:: PROBLEM STATEMENT ::
Copy every line of the records below. Shift each x and y coordinate in the answers up by 126, and leave out the pictures.

:: EXTRACTED MATERIAL ::
======

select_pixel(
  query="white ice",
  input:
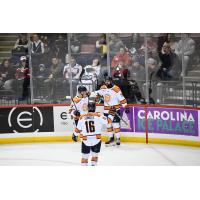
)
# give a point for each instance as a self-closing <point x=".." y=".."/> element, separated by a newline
<point x="128" y="154"/>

======

:: COMPLETED EXERCISE ::
select_pixel(
  query="white ice",
  input:
)
# give a point for each instance as a self-closing <point x=".." y=".."/> element, separated by a newline
<point x="254" y="280"/>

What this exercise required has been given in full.